■ Короткое задание 1
Выпишите без изменений фрагмент текста о сыне и хаосе, начиная со слов «Девочки — упорядоченность, мальчики» и заканчивая словами «а не играть.».
■ Короткое задание 2
Продолжите текст о сыне и хаосе, начав сразу после его последнего предложения.

■ Предложенный текст
__________

Девочки — упорядоченность, мальчики — неодолимый хаос. Так было в моем детстве вокруг меня. С мальчиками было очень здорово дружить, и до сих пор я довольно легко нахожу язык с любым семилетним Томом Сойером, по недоразумению запрятанным внутрь сорокалетнего дядьки. С мальчиками было понятно: как правило, они говорили то, что думали (пока не вырастали, конечно). С мальчиками было весело — если ты готова на равных выступить на осаду снежной крепости, рискуя получить в лоб куском льда, подвернувшимся под руку противнику с той стороны… И вот мне выдали его, моего мальчика на 200%. И я поняла, что меня, несмотря на дружбу, так страшно раздражало в вас все мое детство, мальчики. Тот самый неодолимый хаос, с которым мне теперь предстояло бороться, а не играть.

Хаос, между тем, наступал со всех сторон, разрушая привычный миропорядок. Все, куда лезть не следует исходя из банального инстинкта самосохранения, — будет исследовано. Все, что может быть сломано, — будет сломано. Все, что не может быть сломано ни при каких обстоятельствах, — будет сломано все равно. Наконец, я научилась реагировать на это с восторженным изумлением: «Как? Как ты это сделал? Да ладно!» Ноутбук уходит в глубокий спящий режим при приближении моего сына, смартфон пока спасается паролем. Я досадовала, злилась, негодовала, прежде чем поняла: мальчик дан мне для преодоления — всего. Чем пытаться победить хаос, лучше научиться с ним сотрудничать — в границах разумного. И я учусь: подставлять руки, когда он падает, и не сразу подставлять руки, когда он, возможно, как мне кажется, упадет. Учусь философски относиться к материальным благам (да, снова сломано то, что не может быть сломано никогда): они преходящи; убеждаюсь, что лучшей игрой на все времена считается возить сучковатой палкой в самой грязной луже, стоя в ней по колено. Учусь отпускать — на расстояние вытянутой руки и чуть дальше, старательно прогоняя от себя мысли о его полном презрении к опасности. Я сдерживаю себя, чтобы не орать, когда он лезет слишком высоко или убегает слишком быстро — не орать от паники, в первую очередь, и от возмущения непослушанием, во вторую. Я вообще ловлю себя на том, чтобы не орать. Потому что в моем детстве (ты-ж-девочка) положено было ходить по струнке, говорить тишайше, вести себя ниже воды. Я вместе с этим мальчиком всплываю из-под той воды тоже.

__________

■ Исходные данные
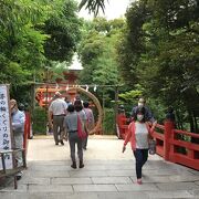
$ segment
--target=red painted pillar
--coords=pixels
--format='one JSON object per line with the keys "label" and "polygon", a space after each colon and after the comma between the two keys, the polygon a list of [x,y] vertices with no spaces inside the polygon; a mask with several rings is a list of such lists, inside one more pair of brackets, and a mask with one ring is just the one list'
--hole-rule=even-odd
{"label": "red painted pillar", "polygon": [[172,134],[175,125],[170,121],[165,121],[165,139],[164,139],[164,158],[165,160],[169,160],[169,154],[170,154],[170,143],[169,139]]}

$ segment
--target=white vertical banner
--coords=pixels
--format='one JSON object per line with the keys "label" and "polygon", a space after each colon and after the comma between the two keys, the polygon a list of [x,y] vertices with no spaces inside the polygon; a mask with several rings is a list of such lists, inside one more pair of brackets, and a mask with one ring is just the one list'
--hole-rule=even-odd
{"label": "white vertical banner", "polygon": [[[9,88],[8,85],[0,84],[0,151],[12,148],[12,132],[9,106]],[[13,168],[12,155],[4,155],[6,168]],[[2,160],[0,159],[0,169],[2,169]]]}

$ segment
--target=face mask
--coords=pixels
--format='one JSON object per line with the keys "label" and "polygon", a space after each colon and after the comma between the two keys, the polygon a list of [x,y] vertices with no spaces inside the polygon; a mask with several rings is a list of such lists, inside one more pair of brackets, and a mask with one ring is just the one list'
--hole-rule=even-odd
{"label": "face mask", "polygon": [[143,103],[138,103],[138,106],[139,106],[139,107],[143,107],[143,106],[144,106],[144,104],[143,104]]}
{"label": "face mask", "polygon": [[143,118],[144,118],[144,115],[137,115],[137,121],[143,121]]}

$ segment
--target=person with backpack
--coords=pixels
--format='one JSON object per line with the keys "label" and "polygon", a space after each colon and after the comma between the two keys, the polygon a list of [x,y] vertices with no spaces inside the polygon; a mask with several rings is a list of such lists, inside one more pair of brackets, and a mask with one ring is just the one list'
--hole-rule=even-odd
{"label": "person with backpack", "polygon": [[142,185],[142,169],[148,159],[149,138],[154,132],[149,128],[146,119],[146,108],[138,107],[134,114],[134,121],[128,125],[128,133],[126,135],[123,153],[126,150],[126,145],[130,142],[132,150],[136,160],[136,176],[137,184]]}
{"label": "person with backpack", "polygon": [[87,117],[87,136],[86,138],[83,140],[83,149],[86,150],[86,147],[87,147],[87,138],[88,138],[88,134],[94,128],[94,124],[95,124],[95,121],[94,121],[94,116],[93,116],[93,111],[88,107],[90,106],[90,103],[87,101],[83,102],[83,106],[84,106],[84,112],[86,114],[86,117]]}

__________

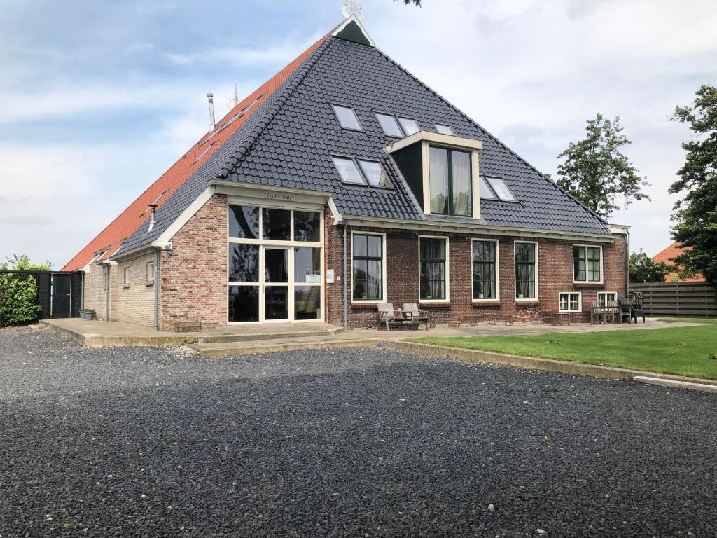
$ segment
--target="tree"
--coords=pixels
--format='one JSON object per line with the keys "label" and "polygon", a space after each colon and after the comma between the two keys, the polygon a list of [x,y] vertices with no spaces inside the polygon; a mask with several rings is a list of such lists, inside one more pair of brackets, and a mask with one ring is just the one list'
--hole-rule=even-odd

__________

■ Ответ 1
Девочки — упорядоченность, мальчики — неодолимый хаос. Так было в моем детстве вокруг меня. С мальчиками было очень здорово дружить, и до сих пор я довольно легко нахожу язык с любым семилетним Томом Сойером, по недоразумению запрятанным внутрь сорокалетнего дядьки. С мальчиками было понятно: как правило, они говорили то, что думали (пока не вырастали, конечно). С мальчиками было весело — если ты готова на равных выступить на осаду снежной крепости, рискуя получить в лоб куском льда, подвернувшимся под руку противнику с той стороны… И вот мне выдали его, моего мальчика на 200%. И я поняла, что меня, несмотря на дружбу, так страшно раздражало в вас все мое детство, мальчики. Тот самый неодолимый хаос, с которым мне теперь предстояло бороться, а не играть.

■ Ответ 2
Я не знаю, как правильно, у меня не было образца. Мальчику скоро пять, а я еще так и не поняла, «где у него кнопка, Урри». Важнее кнопки мне пока — научиться договариваться, потому что это — яркая, разнонаправленная воля, которой он управлять еще не умеет: «нет, не хочу, не буду, я сержусь, я задышу огнем, я убежал», но также, особенно перед сном: «я тебя очень люблю, а еще я люблю курочку и пирожок». И я говорю, говорю, говорю… потому что пока он еще согласен слушать меня, а также любит — как курочку и пирожок. И вот я сижу на детской площадке (да, в одной руке КамАЗ, в другой — арбалет) и прикидываю, сколько времени у меня еще в запасе, чтобы научиться договариваться с хаосом. Чтобы для начала усмирить этот хаос в себе — страхов, раздражения, злости, непонимания, родительского бессилия, каких-то невнятных «мне надо» и «он должен». Не так уж много времени, если честно, надо бы ускоряться: дети растут быстро, куда быстрей приятия, полного и безусловного, которое необходимо даже неодолимому хаосу. Я бы сказала — именно хаосу оно необходимо в первую очередь.

А потом мне опять повезет, и много лет спустя мне выдадут внучку.

И вот тут я снова спрошу: за что, Господи? И главное, как?!